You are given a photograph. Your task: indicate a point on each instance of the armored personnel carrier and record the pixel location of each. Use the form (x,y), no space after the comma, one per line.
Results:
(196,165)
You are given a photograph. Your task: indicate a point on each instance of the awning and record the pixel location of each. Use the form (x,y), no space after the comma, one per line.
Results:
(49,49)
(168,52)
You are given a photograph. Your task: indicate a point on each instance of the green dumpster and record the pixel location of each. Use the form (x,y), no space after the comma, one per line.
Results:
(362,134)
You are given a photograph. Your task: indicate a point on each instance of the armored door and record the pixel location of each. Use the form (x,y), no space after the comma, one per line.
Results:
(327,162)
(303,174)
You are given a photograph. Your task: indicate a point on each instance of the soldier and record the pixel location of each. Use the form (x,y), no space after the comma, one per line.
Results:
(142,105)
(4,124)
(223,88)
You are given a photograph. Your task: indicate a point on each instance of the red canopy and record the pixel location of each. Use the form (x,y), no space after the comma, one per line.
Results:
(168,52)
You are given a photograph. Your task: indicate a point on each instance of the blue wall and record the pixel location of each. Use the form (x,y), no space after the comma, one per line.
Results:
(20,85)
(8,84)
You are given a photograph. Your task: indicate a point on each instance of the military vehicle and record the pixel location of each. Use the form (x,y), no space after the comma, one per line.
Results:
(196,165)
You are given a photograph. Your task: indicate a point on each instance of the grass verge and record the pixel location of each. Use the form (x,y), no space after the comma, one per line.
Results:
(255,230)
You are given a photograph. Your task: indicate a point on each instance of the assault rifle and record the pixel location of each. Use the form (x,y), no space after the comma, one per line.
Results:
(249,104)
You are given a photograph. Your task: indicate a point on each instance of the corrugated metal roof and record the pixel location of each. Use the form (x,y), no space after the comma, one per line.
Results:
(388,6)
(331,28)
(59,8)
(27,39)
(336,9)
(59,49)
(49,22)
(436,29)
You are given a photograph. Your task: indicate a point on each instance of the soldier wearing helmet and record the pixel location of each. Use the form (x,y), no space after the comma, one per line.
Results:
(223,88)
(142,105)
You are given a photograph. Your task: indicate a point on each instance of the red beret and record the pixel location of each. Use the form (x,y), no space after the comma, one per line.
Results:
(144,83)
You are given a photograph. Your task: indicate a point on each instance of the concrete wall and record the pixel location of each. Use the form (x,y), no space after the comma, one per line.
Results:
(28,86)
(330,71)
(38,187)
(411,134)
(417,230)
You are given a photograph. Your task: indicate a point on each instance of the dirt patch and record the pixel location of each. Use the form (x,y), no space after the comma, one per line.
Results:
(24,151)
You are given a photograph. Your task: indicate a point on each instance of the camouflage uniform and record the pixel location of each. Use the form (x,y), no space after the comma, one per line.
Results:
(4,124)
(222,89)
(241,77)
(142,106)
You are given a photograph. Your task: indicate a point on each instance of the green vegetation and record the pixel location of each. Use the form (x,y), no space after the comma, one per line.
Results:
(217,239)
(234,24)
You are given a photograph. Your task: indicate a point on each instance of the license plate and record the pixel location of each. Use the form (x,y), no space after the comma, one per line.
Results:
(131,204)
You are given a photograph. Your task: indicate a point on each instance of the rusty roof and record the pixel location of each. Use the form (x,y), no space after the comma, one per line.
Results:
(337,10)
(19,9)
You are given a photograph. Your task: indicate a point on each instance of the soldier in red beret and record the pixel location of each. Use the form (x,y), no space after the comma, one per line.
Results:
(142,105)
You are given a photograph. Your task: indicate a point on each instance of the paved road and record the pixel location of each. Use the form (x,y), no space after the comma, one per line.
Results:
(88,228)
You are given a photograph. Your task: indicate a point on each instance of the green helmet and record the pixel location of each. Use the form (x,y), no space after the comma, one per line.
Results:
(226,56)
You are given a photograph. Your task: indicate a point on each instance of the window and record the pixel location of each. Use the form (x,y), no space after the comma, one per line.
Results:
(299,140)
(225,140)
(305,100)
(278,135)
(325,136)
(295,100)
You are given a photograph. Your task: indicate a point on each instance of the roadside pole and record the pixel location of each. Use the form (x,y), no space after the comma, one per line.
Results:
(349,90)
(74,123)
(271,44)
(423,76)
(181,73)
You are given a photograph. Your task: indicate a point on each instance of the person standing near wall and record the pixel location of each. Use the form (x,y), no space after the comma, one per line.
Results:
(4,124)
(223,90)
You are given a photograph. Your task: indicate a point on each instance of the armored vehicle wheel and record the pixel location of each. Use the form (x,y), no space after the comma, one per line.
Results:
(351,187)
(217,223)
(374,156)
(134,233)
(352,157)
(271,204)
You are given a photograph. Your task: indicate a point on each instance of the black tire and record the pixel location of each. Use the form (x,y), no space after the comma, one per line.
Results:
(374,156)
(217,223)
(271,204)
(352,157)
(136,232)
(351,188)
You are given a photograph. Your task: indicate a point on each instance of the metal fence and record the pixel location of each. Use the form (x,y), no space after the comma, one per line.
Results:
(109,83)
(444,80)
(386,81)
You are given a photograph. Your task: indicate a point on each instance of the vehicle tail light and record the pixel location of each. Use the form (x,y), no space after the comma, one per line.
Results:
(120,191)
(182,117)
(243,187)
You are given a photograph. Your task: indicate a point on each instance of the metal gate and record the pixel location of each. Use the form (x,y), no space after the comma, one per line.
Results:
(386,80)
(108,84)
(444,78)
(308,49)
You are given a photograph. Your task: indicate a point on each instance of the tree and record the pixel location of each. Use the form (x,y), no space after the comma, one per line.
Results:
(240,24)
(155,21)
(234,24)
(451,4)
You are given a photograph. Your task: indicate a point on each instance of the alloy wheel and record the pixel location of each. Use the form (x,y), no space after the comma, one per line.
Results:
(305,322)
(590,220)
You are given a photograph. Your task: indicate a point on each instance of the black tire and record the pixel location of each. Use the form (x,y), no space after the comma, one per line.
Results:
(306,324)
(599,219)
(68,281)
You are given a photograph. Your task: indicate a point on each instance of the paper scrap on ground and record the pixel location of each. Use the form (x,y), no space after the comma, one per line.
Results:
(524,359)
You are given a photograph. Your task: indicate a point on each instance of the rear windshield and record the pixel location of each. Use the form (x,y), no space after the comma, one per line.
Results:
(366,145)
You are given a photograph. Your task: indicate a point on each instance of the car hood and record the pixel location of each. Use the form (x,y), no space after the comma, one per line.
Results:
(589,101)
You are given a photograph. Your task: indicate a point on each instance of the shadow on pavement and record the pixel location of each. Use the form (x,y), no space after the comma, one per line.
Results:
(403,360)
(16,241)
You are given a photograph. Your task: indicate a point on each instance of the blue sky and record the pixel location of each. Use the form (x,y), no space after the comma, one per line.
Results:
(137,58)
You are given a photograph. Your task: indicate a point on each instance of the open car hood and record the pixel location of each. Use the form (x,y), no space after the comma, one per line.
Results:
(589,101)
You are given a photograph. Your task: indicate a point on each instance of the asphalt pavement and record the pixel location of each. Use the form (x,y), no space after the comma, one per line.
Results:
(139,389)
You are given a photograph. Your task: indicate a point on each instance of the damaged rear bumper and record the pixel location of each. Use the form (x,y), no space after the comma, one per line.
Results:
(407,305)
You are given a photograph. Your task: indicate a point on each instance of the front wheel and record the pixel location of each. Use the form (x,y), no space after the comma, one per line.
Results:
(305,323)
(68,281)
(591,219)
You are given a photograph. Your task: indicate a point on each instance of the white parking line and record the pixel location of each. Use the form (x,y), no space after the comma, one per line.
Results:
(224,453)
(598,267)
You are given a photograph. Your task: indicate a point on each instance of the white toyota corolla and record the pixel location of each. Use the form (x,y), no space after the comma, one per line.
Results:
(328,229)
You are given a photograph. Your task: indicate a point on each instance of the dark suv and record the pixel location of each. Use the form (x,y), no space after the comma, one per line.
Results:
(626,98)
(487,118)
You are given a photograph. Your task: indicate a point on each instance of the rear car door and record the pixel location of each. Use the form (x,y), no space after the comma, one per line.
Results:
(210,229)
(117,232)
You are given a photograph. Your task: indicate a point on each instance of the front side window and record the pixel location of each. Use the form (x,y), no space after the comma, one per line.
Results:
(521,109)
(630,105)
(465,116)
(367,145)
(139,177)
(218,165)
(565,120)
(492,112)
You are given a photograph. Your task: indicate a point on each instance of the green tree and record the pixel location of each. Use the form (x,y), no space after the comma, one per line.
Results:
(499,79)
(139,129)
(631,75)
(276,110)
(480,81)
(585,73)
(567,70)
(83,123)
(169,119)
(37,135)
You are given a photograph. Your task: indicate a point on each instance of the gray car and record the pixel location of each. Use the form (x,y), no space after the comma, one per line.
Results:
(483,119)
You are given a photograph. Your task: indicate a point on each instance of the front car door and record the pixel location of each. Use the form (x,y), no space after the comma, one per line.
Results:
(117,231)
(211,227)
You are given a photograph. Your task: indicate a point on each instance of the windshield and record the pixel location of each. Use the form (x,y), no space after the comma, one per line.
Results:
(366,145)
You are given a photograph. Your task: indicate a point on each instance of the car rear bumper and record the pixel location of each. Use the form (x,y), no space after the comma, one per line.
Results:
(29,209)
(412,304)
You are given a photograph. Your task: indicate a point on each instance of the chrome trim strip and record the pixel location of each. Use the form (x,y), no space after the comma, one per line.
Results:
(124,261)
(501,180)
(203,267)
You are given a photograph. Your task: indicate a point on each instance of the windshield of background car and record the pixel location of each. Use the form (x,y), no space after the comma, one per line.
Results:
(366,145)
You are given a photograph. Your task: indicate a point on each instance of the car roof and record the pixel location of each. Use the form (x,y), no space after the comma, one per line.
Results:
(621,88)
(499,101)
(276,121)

------------------------------------------------

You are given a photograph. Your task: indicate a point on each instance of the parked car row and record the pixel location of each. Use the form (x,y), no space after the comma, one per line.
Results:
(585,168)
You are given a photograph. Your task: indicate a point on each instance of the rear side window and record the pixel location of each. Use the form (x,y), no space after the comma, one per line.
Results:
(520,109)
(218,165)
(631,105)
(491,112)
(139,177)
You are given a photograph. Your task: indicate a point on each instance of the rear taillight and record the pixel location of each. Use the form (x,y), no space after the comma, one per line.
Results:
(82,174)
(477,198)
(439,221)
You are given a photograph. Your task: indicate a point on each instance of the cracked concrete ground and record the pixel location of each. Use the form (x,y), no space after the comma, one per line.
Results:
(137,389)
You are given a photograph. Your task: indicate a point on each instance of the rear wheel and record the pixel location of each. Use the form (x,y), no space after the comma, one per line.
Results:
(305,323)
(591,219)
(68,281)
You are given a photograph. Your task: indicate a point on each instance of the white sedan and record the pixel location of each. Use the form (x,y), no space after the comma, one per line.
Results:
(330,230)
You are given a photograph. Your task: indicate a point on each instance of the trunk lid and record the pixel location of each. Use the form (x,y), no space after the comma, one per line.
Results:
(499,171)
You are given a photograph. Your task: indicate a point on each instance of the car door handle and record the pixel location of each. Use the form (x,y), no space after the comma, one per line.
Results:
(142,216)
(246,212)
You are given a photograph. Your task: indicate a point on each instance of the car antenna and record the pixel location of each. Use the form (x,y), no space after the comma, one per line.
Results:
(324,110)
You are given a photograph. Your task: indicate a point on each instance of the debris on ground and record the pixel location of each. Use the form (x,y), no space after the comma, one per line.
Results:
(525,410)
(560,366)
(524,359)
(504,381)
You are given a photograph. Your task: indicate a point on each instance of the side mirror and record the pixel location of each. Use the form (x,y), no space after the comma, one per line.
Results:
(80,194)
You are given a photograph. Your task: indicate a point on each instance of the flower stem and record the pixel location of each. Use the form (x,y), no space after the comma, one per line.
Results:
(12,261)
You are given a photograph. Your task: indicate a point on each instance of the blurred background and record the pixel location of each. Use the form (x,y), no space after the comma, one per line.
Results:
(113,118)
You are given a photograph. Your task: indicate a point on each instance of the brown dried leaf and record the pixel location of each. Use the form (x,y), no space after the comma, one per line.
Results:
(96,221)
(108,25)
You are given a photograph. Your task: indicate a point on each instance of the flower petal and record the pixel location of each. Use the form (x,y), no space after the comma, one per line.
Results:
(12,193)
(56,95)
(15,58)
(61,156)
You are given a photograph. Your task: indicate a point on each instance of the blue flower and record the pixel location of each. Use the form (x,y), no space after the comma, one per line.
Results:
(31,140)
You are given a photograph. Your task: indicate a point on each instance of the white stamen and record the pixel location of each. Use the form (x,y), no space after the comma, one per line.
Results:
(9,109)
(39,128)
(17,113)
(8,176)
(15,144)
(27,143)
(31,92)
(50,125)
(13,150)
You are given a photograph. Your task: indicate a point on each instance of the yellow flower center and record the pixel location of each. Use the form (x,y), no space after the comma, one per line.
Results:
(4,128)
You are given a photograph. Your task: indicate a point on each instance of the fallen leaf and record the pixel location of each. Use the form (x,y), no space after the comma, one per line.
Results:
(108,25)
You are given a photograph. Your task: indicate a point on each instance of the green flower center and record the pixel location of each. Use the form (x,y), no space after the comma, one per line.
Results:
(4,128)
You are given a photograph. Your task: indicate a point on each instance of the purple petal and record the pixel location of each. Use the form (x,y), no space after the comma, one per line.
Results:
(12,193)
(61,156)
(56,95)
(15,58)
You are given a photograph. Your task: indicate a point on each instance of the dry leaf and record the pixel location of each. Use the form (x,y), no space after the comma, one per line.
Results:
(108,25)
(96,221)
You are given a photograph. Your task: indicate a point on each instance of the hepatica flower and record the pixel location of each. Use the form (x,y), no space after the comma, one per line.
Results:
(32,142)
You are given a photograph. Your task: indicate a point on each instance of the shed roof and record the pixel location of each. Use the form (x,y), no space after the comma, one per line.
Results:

------------------------------------------------

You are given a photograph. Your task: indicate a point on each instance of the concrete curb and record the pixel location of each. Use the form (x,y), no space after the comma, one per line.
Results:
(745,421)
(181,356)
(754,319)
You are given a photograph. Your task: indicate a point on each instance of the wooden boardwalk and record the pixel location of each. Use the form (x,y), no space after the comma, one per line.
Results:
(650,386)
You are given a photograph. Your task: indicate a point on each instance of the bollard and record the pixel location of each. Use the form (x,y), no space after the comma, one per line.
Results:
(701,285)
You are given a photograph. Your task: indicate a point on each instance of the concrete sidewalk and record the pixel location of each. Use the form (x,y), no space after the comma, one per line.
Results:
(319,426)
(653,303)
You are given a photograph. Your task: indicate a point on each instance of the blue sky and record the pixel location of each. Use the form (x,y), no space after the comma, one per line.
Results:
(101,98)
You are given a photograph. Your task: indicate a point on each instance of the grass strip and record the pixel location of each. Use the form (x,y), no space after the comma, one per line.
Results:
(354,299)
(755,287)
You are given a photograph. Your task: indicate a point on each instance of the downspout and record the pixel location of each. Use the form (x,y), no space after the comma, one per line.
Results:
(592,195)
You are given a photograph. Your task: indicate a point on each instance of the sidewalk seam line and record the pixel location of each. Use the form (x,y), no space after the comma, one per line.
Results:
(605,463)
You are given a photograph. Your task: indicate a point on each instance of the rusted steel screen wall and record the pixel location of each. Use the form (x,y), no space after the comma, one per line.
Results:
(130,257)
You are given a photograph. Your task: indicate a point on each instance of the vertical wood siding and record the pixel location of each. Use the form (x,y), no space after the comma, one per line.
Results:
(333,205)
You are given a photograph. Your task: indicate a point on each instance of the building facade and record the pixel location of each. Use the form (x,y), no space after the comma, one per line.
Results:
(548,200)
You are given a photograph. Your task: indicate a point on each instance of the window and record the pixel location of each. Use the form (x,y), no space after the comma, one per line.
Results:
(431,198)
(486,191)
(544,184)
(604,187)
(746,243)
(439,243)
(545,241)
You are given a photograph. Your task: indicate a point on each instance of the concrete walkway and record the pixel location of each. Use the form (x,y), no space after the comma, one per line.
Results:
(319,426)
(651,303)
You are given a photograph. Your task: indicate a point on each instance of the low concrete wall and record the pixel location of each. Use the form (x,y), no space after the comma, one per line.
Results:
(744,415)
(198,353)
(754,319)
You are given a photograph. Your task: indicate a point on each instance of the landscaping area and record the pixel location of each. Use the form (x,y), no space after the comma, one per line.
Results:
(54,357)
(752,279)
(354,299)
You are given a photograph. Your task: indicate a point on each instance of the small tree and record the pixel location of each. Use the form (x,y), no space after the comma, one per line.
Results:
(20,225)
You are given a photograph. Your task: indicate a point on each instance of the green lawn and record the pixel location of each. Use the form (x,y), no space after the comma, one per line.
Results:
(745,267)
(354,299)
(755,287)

------------------------------------------------

* **PROMPT**: Locate every line in the records above that contains the word "petal", and copy each of those lines.

* **OUTPUT FOR THIS EXERCISE**:
You are given a photograph. Your task: indicate a point on each instance of the flower petal and record the pixel location of each. Use the form (x,y), no space after the comma, one per line.
You are given a photograph. Your task: indicate a point on each instance of the purple petal and record the pixel location of each. Use the form (x,y), no space after the comma, one per line.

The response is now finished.